• _Stated problem_
Present the lines below as a numbered list, starting at the line containing "Would you be able to locate the water" and ending at the line containing "<point>213,378</point>", with both of those lines included. Leave out any blank lines.

** START Dataset content **

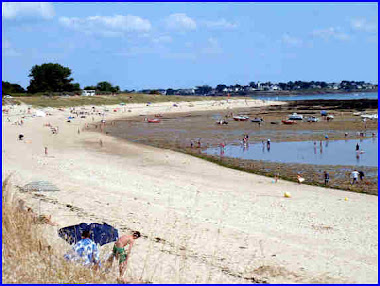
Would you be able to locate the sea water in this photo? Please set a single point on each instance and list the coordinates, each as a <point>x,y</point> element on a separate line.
<point>326,152</point>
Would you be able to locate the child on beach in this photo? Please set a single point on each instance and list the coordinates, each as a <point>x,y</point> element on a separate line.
<point>277,175</point>
<point>120,253</point>
<point>327,177</point>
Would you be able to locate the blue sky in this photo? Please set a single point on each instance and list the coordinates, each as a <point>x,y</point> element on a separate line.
<point>179,45</point>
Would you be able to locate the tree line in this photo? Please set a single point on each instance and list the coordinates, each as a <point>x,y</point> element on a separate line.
<point>53,77</point>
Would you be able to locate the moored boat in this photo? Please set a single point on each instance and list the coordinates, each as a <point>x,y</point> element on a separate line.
<point>240,118</point>
<point>295,116</point>
<point>154,120</point>
<point>288,122</point>
<point>312,119</point>
<point>257,120</point>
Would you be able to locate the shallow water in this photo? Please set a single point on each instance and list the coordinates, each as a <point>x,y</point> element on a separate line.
<point>342,96</point>
<point>334,152</point>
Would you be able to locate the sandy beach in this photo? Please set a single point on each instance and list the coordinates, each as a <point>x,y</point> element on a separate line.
<point>201,223</point>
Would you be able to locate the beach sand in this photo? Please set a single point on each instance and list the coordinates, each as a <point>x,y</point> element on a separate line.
<point>201,223</point>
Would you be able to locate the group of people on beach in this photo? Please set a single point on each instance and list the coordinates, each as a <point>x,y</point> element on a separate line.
<point>86,252</point>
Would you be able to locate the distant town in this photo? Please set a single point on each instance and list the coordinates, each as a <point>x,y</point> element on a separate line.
<point>267,87</point>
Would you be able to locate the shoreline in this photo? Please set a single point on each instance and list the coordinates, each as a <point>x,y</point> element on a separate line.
<point>200,222</point>
<point>166,138</point>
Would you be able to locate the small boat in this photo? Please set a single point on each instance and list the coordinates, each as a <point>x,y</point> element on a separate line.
<point>257,120</point>
<point>369,116</point>
<point>295,116</point>
<point>288,122</point>
<point>312,119</point>
<point>240,118</point>
<point>154,120</point>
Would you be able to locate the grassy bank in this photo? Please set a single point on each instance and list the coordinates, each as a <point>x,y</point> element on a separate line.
<point>288,172</point>
<point>61,101</point>
<point>28,257</point>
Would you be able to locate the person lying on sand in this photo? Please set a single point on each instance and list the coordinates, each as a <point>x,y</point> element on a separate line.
<point>85,251</point>
<point>36,218</point>
<point>120,253</point>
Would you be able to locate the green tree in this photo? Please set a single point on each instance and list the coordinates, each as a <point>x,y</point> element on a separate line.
<point>50,77</point>
<point>90,87</point>
<point>170,91</point>
<point>104,86</point>
<point>204,89</point>
<point>9,88</point>
<point>220,87</point>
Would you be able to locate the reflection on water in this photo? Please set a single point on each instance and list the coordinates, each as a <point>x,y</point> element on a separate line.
<point>338,152</point>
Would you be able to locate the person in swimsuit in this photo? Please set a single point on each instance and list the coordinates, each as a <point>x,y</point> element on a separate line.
<point>120,253</point>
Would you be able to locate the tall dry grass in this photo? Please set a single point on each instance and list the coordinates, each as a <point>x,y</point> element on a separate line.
<point>28,257</point>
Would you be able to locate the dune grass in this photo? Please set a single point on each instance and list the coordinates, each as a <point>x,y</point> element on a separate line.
<point>71,101</point>
<point>27,256</point>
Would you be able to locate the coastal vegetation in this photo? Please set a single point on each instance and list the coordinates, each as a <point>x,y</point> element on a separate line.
<point>53,77</point>
<point>72,101</point>
<point>28,257</point>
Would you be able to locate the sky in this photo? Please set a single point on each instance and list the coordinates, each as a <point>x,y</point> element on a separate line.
<point>183,45</point>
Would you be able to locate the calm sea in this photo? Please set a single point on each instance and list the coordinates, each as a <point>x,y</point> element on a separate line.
<point>343,96</point>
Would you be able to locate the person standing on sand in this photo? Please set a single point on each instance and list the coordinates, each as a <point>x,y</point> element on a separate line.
<point>327,177</point>
<point>85,251</point>
<point>120,253</point>
<point>354,176</point>
<point>361,175</point>
<point>277,175</point>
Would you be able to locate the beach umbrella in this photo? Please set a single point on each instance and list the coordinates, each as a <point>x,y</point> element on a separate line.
<point>40,186</point>
<point>100,233</point>
<point>40,113</point>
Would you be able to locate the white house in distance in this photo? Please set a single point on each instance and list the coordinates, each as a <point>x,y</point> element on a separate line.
<point>88,92</point>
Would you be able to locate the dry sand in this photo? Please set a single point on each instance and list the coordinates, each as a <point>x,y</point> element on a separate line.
<point>201,223</point>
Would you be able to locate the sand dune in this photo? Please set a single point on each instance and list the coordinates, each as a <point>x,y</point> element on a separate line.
<point>201,223</point>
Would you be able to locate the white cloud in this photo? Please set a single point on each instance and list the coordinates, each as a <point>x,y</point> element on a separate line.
<point>7,49</point>
<point>180,21</point>
<point>162,39</point>
<point>212,47</point>
<point>13,10</point>
<point>220,24</point>
<point>292,41</point>
<point>331,33</point>
<point>363,25</point>
<point>111,26</point>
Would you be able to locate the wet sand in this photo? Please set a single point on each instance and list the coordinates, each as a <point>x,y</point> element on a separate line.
<point>201,223</point>
<point>176,131</point>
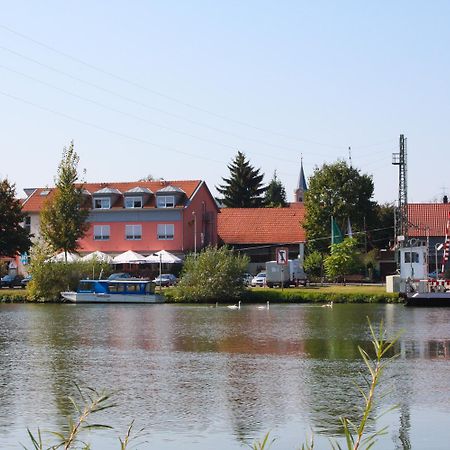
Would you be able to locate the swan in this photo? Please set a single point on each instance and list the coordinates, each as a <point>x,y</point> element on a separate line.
<point>238,306</point>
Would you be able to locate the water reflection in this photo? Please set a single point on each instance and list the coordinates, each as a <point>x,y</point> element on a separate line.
<point>193,372</point>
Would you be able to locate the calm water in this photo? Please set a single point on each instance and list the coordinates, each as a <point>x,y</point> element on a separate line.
<point>213,378</point>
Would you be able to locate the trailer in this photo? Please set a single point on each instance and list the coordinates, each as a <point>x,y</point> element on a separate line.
<point>285,275</point>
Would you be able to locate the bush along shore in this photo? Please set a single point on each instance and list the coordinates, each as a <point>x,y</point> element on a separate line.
<point>252,296</point>
<point>335,294</point>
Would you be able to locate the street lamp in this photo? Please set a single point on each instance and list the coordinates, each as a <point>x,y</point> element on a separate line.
<point>195,233</point>
<point>437,247</point>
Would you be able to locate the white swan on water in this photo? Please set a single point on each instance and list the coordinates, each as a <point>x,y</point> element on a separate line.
<point>238,306</point>
<point>264,307</point>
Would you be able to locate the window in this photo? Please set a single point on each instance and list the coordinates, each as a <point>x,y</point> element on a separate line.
<point>133,232</point>
<point>133,202</point>
<point>27,224</point>
<point>101,232</point>
<point>102,203</point>
<point>411,257</point>
<point>165,201</point>
<point>165,231</point>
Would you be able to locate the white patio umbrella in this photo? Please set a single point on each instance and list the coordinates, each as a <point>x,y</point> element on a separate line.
<point>163,257</point>
<point>129,257</point>
<point>60,257</point>
<point>98,256</point>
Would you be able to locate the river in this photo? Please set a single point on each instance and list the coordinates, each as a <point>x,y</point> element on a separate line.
<point>200,377</point>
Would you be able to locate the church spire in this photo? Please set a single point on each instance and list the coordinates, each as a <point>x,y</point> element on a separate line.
<point>301,186</point>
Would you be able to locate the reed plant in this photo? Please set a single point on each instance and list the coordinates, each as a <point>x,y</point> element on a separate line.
<point>72,438</point>
<point>355,435</point>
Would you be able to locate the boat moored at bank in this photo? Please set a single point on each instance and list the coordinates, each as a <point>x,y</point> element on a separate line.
<point>114,291</point>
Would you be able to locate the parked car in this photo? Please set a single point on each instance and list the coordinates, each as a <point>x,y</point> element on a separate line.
<point>119,276</point>
<point>165,279</point>
<point>259,280</point>
<point>11,281</point>
<point>25,281</point>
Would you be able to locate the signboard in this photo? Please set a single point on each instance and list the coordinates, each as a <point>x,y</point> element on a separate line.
<point>282,255</point>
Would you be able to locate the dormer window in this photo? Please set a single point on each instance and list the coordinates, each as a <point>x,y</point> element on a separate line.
<point>166,201</point>
<point>102,203</point>
<point>133,202</point>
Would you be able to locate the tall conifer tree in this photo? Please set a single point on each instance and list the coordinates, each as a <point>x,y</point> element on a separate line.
<point>275,194</point>
<point>244,188</point>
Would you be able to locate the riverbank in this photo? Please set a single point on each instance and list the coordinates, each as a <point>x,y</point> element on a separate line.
<point>14,296</point>
<point>309,294</point>
<point>317,294</point>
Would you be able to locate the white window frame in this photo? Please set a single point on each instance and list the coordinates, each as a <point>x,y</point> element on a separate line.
<point>133,232</point>
<point>102,232</point>
<point>130,202</point>
<point>165,231</point>
<point>165,201</point>
<point>105,202</point>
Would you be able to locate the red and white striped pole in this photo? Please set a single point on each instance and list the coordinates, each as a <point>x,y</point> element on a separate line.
<point>446,246</point>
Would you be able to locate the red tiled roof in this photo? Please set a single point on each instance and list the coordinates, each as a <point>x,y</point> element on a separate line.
<point>262,225</point>
<point>431,215</point>
<point>35,201</point>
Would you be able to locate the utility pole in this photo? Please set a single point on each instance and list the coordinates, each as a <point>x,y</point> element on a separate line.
<point>400,160</point>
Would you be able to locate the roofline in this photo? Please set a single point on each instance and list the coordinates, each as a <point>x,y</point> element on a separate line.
<point>31,195</point>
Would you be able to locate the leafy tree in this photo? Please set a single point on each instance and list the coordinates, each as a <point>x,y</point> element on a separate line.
<point>313,264</point>
<point>243,189</point>
<point>276,194</point>
<point>50,278</point>
<point>63,218</point>
<point>343,259</point>
<point>14,238</point>
<point>214,274</point>
<point>340,191</point>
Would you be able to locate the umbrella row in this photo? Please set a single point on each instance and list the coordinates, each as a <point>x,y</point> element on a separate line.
<point>128,257</point>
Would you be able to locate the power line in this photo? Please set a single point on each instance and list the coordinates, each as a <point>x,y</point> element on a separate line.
<point>172,98</point>
<point>117,133</point>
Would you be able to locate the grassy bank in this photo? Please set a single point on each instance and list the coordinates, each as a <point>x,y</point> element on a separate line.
<point>317,294</point>
<point>13,295</point>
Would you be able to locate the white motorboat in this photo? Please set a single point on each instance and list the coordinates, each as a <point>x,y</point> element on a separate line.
<point>114,291</point>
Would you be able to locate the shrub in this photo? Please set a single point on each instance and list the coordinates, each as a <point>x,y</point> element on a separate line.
<point>214,274</point>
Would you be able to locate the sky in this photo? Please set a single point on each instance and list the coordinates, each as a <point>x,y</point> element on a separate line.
<point>173,89</point>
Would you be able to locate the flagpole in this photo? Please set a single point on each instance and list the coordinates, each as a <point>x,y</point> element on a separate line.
<point>332,231</point>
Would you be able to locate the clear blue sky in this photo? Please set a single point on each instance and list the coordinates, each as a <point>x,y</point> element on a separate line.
<point>175,88</point>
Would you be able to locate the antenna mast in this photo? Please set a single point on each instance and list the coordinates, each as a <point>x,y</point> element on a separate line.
<point>400,160</point>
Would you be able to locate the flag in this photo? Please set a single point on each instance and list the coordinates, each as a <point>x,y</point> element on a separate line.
<point>349,228</point>
<point>336,233</point>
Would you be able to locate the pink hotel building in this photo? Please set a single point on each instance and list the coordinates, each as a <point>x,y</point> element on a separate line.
<point>144,216</point>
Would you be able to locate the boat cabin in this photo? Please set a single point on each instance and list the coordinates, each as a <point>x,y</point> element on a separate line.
<point>127,287</point>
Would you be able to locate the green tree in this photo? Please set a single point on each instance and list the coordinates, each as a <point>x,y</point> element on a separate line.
<point>14,238</point>
<point>340,191</point>
<point>313,264</point>
<point>343,259</point>
<point>276,194</point>
<point>214,274</point>
<point>63,218</point>
<point>243,189</point>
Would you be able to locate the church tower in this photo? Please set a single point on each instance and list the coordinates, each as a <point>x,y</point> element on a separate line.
<point>299,193</point>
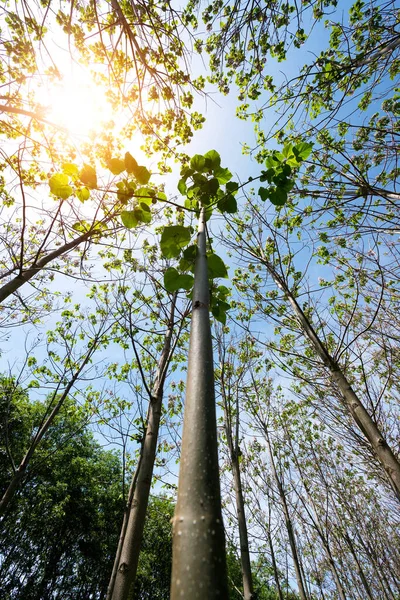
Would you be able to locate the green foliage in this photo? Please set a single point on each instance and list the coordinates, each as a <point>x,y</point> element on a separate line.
<point>59,186</point>
<point>173,239</point>
<point>174,281</point>
<point>281,171</point>
<point>61,530</point>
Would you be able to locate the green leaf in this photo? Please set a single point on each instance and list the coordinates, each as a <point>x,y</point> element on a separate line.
<point>129,218</point>
<point>216,266</point>
<point>232,187</point>
<point>88,176</point>
<point>227,204</point>
<point>81,226</point>
<point>182,188</point>
<point>223,291</point>
<point>173,281</point>
<point>198,162</point>
<point>71,169</point>
<point>223,175</point>
<point>302,151</point>
<point>146,195</point>
<point>278,196</point>
<point>116,166</point>
<point>145,213</point>
<point>59,185</point>
<point>173,239</point>
<point>142,175</point>
<point>82,194</point>
<point>213,159</point>
<point>218,309</point>
<point>130,163</point>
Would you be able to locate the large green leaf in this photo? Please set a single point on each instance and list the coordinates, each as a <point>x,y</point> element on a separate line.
<point>216,266</point>
<point>173,239</point>
<point>129,218</point>
<point>227,204</point>
<point>278,196</point>
<point>223,175</point>
<point>302,150</point>
<point>213,159</point>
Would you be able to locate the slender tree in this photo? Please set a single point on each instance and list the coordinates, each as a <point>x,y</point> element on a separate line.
<point>199,564</point>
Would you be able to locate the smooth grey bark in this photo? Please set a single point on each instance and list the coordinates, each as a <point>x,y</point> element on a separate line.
<point>36,439</point>
<point>198,546</point>
<point>127,556</point>
<point>234,453</point>
<point>356,408</point>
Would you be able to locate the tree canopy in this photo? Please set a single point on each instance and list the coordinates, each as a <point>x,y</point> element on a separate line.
<point>121,221</point>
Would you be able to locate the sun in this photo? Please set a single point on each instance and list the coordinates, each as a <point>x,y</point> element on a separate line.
<point>77,104</point>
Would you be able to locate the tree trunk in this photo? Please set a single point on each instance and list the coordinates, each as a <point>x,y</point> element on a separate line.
<point>288,521</point>
<point>198,547</point>
<point>127,557</point>
<point>360,415</point>
<point>234,451</point>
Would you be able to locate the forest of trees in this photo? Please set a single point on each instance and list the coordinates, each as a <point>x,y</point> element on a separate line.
<point>199,385</point>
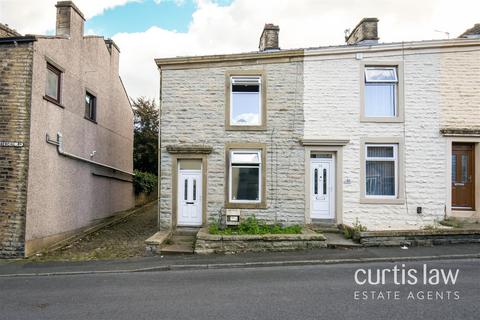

** END Dataset content **

• _Response to this task_
1. Would you be able to locate the water reflection in this photo? Please set a single point on each instance and list the coordinates, each as a <point>x,y</point> element on a separate line.
2. <point>193,372</point>
3. Would you be able to locate the calm water in this photo? Please set a single point on each instance and list the coordinates, each as a <point>x,y</point> element on a separate line.
4. <point>213,378</point>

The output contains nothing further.